#### Text:
::::
1: Unexplained weight loss
Many women would be delighted to lose weight without trying. However, unexplained weight loss – say 10 pounds in a month without an increase in exercise or a decrease in food intake – should be checked, Dr Mishori says.
It could, of course, turn out to be another condition, such as an overactive thyroid.
Expect your doctor to run tests to check the thyroid and perhaps order a CT scan of different organs. The doctor needs to “rule out the possibilities, one by one,” Dr Mishori says.
Bloating is so common that many women just live with it. However, persistent bloating could point to ovarian cancer. Other symptoms of ovarian cancer include abdominal pain or pelvic pain, feeling full quickly – even when you haven’t eaten much – and urinary problems such as having an urgent need to go to the toilet.
If the bloating occurs almost every day and persists for more than a few weeks, you should consult your doctor. Expect your doctor to take a careful history and order a scan and blood tests, among others.
3: Breast changes
Most women know their breasts well, even if they don’t do regular self-examinations, and know to be on the lookout for lumps. However, that’s not the only breast symptom that could point to cancer. Redness and thickening of the skin on the breast, which could indicate a very rare but aggressive form of breast cancer, inflammatory breast cancer, also needs to be examined, Dr Linden says. “If you have a rash that persists over weeks, you have to get it evaluated,” she says.
Likewise, if the look of a nipple changes, or if you notice discharge (and aren’t breastfeeding), seek medical advice. “If it’s outgoing normally and turns in,” she says, that’s not a good sign. “If your nipples are inverted chronically, no big deal.” It’s the change in appearance that could be a worrying symptom.
If you have breast changes, expect your doctor to take a careful history, examine the breast and possibly refer you to a specialist breast clinic where you’ll have tests that may include a mammogram, ultrasound, MRI and perhaps a biopsy.
::::
#### Work item A:
Reproduce the health article from "Expect your doctor to run" up to and including "to the toilet.".
#### Work item B:
In the health article, what other condition is named as a possible cause of unexplained weight loss?
#### Work item C:
Could you carry the health article on past its last sentence?
The items that follow have nothing to do with the health article.

#### Supplied information:
::::
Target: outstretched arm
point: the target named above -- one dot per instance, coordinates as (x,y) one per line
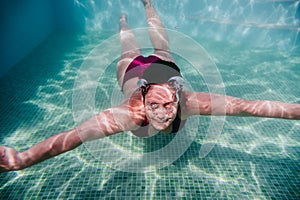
(106,123)
(213,104)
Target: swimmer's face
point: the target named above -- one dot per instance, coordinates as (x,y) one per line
(161,106)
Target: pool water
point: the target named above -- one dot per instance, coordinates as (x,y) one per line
(254,158)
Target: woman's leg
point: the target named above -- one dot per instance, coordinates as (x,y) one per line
(157,32)
(130,48)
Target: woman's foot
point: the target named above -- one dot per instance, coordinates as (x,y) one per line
(146,2)
(123,22)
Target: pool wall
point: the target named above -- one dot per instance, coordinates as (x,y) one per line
(25,24)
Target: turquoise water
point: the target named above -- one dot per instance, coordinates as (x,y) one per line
(254,158)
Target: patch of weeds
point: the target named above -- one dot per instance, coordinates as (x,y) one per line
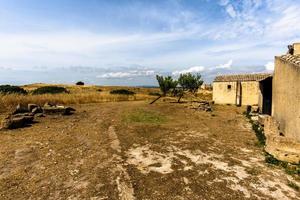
(50,90)
(122,91)
(10,89)
(154,94)
(291,169)
(144,116)
(294,186)
(253,171)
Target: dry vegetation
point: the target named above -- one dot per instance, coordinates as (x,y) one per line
(79,95)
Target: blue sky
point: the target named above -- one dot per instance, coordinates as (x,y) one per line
(121,42)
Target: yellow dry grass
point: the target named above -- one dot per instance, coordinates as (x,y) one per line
(77,95)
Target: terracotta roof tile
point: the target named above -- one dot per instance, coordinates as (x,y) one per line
(242,77)
(291,58)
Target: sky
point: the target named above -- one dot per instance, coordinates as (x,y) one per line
(128,42)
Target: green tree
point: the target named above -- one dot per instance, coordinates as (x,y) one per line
(189,82)
(166,84)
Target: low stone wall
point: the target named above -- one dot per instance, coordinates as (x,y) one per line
(278,145)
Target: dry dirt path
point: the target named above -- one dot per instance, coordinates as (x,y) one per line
(132,150)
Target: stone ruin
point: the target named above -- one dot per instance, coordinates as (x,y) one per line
(24,115)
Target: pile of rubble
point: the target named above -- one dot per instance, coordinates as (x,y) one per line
(24,115)
(255,116)
(201,106)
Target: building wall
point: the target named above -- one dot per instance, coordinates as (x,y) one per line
(286,98)
(296,48)
(223,95)
(250,93)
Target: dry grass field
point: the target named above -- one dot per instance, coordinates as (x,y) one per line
(120,147)
(77,95)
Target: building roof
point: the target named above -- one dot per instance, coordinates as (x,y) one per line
(291,58)
(242,77)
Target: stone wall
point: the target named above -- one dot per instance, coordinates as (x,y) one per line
(223,95)
(296,48)
(250,93)
(286,98)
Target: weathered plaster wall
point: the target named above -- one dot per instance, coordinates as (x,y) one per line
(296,48)
(286,98)
(250,93)
(223,95)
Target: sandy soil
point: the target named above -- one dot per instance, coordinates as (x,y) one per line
(98,154)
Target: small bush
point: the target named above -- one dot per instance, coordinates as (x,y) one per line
(80,83)
(49,90)
(122,91)
(9,89)
(293,185)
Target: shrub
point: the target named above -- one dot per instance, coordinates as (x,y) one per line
(189,82)
(166,84)
(9,89)
(122,91)
(50,90)
(80,83)
(154,94)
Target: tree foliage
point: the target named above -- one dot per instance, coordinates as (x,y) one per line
(188,82)
(166,84)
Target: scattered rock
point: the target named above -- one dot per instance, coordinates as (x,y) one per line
(201,105)
(24,114)
(37,110)
(58,110)
(31,106)
(21,108)
(14,122)
(39,115)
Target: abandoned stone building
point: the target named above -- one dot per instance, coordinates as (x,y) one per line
(245,89)
(282,129)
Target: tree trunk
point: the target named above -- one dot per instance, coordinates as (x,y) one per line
(155,100)
(179,98)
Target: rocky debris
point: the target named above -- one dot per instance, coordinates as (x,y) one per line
(21,108)
(201,106)
(24,115)
(37,110)
(261,119)
(57,110)
(17,121)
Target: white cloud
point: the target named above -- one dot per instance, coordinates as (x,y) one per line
(231,11)
(227,65)
(269,66)
(195,69)
(130,74)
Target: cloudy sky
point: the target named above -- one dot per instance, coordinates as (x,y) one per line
(128,42)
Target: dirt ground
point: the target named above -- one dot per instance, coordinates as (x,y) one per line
(163,151)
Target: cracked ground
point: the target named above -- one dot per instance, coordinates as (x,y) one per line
(132,150)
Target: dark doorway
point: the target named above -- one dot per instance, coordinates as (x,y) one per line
(266,89)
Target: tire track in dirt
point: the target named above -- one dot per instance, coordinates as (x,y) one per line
(123,181)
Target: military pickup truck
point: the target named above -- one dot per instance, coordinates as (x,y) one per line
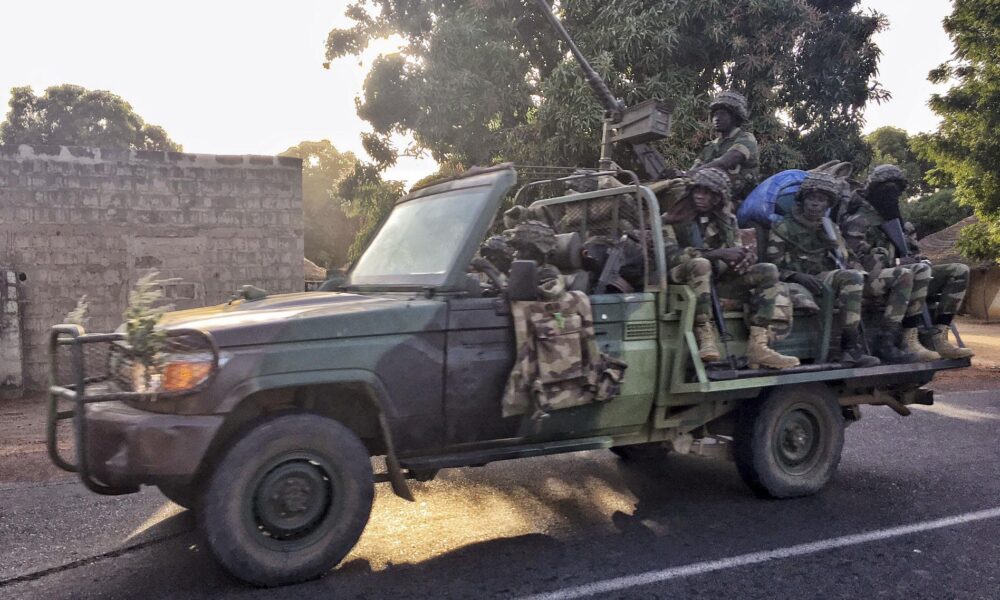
(266,416)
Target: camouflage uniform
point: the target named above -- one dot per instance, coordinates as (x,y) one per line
(744,177)
(687,267)
(949,282)
(796,245)
(558,364)
(896,286)
(718,230)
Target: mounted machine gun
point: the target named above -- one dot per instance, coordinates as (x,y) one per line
(635,126)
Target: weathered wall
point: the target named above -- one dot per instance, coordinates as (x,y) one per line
(81,221)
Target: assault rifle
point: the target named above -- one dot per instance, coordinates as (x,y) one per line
(635,126)
(717,314)
(841,260)
(893,229)
(612,266)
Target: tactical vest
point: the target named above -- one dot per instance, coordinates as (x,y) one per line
(558,363)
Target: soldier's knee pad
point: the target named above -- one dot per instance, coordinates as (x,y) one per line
(920,270)
(701,266)
(767,272)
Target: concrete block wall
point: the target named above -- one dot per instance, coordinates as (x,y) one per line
(86,221)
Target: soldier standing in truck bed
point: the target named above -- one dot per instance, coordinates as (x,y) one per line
(735,151)
(863,233)
(692,264)
(806,254)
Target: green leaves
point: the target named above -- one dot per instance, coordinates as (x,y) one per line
(488,81)
(145,341)
(71,115)
(328,229)
(966,149)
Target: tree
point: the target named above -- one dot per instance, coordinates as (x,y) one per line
(966,149)
(933,212)
(369,198)
(329,230)
(71,115)
(488,81)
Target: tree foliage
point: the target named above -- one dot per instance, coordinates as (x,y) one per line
(368,198)
(329,231)
(892,145)
(980,242)
(966,148)
(75,116)
(933,212)
(487,81)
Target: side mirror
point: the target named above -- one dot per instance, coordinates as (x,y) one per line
(522,284)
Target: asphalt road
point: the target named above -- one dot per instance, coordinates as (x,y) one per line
(584,525)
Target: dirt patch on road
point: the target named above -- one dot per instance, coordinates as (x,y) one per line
(23,456)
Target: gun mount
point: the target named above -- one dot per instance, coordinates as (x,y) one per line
(634,126)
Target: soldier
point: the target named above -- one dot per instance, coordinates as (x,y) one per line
(692,263)
(806,254)
(869,210)
(534,240)
(735,151)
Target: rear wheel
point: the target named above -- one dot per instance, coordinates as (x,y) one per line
(288,501)
(788,444)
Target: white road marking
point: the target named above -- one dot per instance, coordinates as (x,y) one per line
(650,577)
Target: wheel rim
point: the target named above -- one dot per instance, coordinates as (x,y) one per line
(798,439)
(290,502)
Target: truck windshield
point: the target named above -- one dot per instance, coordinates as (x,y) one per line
(421,239)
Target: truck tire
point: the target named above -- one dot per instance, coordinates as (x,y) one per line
(288,500)
(788,443)
(184,496)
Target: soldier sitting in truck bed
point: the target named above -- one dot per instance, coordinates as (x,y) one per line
(692,262)
(735,150)
(862,226)
(805,254)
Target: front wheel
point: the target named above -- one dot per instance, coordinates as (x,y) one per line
(288,501)
(788,444)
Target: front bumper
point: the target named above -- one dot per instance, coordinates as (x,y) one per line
(127,446)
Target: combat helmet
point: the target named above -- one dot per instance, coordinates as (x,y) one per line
(732,101)
(885,174)
(531,240)
(713,179)
(820,181)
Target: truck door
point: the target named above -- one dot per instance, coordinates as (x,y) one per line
(480,355)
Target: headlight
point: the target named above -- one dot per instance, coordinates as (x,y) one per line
(177,373)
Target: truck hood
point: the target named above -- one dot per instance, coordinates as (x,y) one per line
(309,316)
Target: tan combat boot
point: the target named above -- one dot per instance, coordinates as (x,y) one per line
(704,334)
(945,348)
(760,355)
(911,345)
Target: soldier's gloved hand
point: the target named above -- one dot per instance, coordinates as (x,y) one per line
(810,282)
(730,256)
(749,259)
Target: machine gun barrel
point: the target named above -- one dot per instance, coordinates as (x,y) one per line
(893,229)
(636,126)
(612,105)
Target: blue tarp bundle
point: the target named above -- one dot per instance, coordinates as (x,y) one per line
(767,203)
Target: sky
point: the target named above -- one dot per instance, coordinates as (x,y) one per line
(227,77)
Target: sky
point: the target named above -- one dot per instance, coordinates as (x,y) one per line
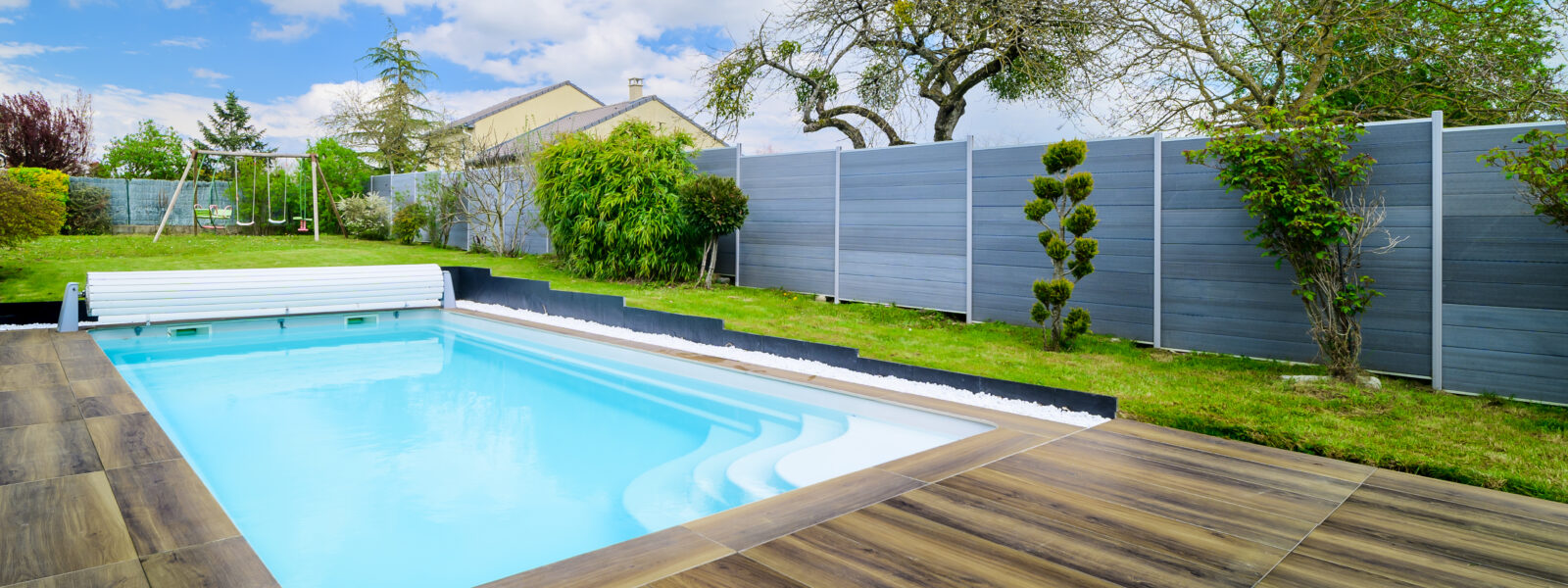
(289,60)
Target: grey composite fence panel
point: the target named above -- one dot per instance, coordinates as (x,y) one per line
(146,200)
(1504,278)
(1008,258)
(118,195)
(902,226)
(1222,295)
(721,162)
(788,239)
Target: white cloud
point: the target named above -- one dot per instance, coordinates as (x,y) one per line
(12,49)
(184,41)
(286,33)
(208,74)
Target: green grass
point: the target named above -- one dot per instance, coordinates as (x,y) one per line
(1481,441)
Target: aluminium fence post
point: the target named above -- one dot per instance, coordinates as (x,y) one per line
(1159,239)
(838,157)
(969,229)
(1437,250)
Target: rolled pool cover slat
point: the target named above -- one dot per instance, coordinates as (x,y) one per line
(263,292)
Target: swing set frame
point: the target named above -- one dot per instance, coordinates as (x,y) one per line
(318,179)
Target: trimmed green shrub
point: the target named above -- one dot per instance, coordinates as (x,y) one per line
(612,204)
(366,217)
(1063,192)
(1314,212)
(408,221)
(25,214)
(86,212)
(713,206)
(47,182)
(1542,169)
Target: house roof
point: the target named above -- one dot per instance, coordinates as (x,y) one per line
(467,122)
(580,122)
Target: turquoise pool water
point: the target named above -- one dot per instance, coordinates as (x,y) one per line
(435,449)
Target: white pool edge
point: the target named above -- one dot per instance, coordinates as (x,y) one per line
(802,366)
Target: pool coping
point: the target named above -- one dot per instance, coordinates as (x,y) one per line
(632,562)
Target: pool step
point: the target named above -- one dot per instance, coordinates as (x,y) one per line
(710,475)
(864,444)
(668,496)
(755,474)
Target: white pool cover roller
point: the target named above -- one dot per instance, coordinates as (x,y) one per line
(270,292)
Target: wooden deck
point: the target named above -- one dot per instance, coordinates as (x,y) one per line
(93,494)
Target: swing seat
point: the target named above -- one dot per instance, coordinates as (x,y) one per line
(209,217)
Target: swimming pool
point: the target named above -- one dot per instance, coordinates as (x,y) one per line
(436,449)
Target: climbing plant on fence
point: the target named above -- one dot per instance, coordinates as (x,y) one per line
(1313,211)
(1542,169)
(612,204)
(1071,255)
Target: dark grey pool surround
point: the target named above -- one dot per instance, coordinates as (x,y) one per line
(480,286)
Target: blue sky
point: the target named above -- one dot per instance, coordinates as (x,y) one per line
(290,60)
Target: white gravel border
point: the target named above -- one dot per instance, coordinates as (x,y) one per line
(802,366)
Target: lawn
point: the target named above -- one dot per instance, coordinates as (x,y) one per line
(1405,427)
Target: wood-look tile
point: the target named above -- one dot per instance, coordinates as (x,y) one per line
(78,349)
(1189,478)
(1244,451)
(1129,490)
(130,439)
(211,564)
(122,574)
(1457,517)
(167,507)
(963,455)
(23,376)
(38,405)
(1150,530)
(752,524)
(823,559)
(734,571)
(46,451)
(109,405)
(1400,527)
(627,564)
(30,353)
(60,525)
(1068,546)
(1321,486)
(958,556)
(1305,571)
(1377,556)
(88,368)
(1471,496)
(98,388)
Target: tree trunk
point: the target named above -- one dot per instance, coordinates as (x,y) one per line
(948,120)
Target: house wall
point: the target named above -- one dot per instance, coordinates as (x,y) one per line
(530,115)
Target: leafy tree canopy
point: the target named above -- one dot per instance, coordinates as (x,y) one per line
(151,153)
(857,67)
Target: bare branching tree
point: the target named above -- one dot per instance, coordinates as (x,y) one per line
(1181,62)
(857,67)
(498,193)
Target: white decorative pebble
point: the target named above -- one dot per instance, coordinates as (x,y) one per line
(802,366)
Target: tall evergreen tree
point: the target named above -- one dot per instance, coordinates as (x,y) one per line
(227,129)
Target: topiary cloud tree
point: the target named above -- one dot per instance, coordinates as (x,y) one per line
(713,208)
(1062,192)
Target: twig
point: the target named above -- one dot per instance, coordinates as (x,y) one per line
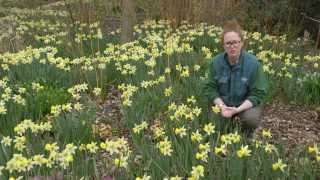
(315,20)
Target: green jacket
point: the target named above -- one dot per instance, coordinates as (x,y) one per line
(234,84)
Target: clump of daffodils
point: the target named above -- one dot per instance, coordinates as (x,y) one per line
(127,92)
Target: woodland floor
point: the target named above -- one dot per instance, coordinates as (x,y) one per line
(289,124)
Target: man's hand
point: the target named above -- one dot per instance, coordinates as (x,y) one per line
(228,112)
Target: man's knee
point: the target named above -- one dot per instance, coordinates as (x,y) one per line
(251,117)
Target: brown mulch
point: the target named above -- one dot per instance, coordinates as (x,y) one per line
(292,125)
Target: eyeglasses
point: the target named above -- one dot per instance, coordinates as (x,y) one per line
(230,43)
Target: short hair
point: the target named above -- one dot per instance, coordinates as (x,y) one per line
(231,26)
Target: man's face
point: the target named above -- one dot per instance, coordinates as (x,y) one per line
(232,44)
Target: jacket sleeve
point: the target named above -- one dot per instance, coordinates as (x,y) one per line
(258,86)
(211,88)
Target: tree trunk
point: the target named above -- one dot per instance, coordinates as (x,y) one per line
(127,20)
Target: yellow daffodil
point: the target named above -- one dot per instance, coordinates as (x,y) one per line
(279,165)
(209,128)
(244,151)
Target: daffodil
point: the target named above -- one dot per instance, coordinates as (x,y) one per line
(279,165)
(266,133)
(209,128)
(215,109)
(165,147)
(196,136)
(197,171)
(244,151)
(181,132)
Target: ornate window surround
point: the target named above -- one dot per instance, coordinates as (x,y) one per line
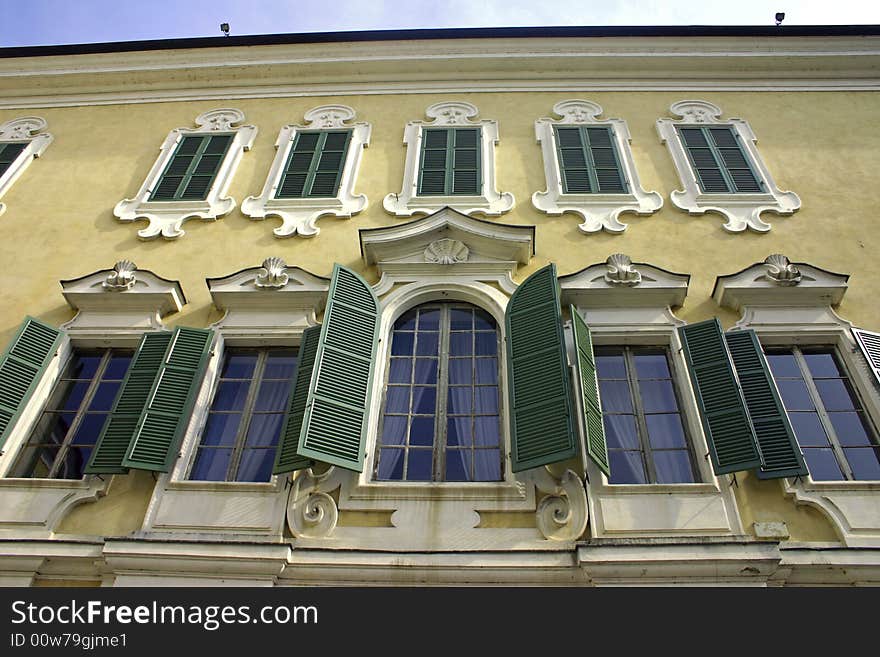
(598,211)
(626,303)
(28,129)
(166,217)
(452,114)
(741,210)
(114,308)
(299,215)
(788,303)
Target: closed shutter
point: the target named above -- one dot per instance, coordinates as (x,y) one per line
(118,431)
(192,169)
(164,419)
(589,161)
(22,366)
(315,164)
(335,418)
(870,345)
(540,393)
(780,453)
(732,442)
(597,448)
(287,459)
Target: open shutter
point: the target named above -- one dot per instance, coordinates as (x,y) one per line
(540,392)
(22,366)
(287,459)
(779,449)
(335,418)
(118,431)
(870,345)
(597,448)
(163,420)
(732,442)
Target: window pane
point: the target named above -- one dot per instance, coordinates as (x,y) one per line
(626,467)
(673,467)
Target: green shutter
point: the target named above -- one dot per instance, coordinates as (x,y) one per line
(118,431)
(539,387)
(315,164)
(287,459)
(597,449)
(335,419)
(192,169)
(779,449)
(21,368)
(732,442)
(719,160)
(167,412)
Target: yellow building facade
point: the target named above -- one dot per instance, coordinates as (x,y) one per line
::::
#### Output A:
Expect your doctor to run tests to check the thyroid and perhaps order a CT scan of different organs. The doctor needs to “rule out the possibilities, one by one,” Dr Mishori says.
Bloating is so common that many women just live with it. However, persistent bloating could point to ovarian cancer. Other symptoms of ovarian cancer include abdominal pain or pelvic pain, feeling full quickly – even when you haven’t eaten much – and urinary problems such as having an urgent need to go to the toilet.

#### Output B:
An overactive thyroid.

#### Output C:
4: Between-period bleeding or other unusual bleeding
”Premenopausal women tend to ignore between-period bleeding,” Dr Daly says. They also tend to ignore bleeding from the GI (gastrointestinal) tract, mistakenly thinking it is from their period. However, bleeding between periods, especially if you are typically regular, needs checking, she says. So does bleeding after menopause, as it could be a symptom of endometrial cancer. Rectal bleeding could be a symptom of bowel cancer. Cancer Research UK also recommends seeing a doctor if there is bleeding between periods or after menopause, as well as if there is bleeding after sex.
Think about what’s normal for you, says Debbie Saslow, a breast and gynaecology expert. “If a woman never spots [between periods] and she spots, it’s abnormal for her. For someone else, it might not be.”
“Endometrial cancer is a common gynaecologic cancer,” Debbie Saslow says. “At least three-quarters who get it have some abnormal bleeding as an early sign.”
Your doctor will take a careful history and, depending on the timing of the bleeding and other symptoms, probably order an ultrasound or refer you to a specialist gynaecologist for further investigation.
5: Skin changes
Most of us know to look for any changes in moles – a well-known sign of skin cancer. However, we should also watch for changes in skin pigmentation, Dr Daly says.
If you suddenly develop bleeding on your skin or excessive scaling, that should be checked, too, she says. It’s difficult to say how long is too long to observe skin changes before you go to the doctor, but most experts say not longer than a few weeks.